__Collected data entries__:
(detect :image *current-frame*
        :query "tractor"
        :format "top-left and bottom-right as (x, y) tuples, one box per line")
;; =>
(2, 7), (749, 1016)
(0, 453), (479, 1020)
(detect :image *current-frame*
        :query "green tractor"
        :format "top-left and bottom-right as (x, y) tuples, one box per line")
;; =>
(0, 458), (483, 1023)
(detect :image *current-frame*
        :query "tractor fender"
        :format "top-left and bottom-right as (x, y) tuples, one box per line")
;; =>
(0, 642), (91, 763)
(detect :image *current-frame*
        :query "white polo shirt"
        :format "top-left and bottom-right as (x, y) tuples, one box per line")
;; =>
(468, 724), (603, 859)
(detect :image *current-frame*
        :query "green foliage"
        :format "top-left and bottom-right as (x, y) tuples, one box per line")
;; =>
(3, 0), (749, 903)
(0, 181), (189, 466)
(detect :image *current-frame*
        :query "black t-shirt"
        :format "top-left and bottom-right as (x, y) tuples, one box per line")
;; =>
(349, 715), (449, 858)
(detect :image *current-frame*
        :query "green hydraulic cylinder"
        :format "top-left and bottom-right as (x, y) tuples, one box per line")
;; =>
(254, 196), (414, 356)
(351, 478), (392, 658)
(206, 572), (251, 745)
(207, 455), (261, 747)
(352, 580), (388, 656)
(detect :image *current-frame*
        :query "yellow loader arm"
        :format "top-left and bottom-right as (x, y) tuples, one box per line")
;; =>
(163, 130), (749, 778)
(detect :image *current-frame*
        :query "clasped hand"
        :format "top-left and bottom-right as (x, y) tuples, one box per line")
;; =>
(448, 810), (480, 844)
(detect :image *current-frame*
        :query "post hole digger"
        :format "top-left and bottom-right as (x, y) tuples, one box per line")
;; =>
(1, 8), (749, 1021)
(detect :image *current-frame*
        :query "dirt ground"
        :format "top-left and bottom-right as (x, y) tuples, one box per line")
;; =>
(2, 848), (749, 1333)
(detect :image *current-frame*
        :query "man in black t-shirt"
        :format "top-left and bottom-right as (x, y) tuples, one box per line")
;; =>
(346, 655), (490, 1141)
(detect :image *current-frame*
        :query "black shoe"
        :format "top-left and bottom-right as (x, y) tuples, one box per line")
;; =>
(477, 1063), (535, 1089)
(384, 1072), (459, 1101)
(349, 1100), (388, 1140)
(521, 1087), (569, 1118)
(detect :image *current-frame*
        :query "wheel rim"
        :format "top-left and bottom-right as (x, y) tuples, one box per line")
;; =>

__Exercise__: Copy every line from the records that holds the string "shirt".

__Output__:
        :query "white polo shirt"
        :query "black t-shirt"
        :query "man in black t-shirt"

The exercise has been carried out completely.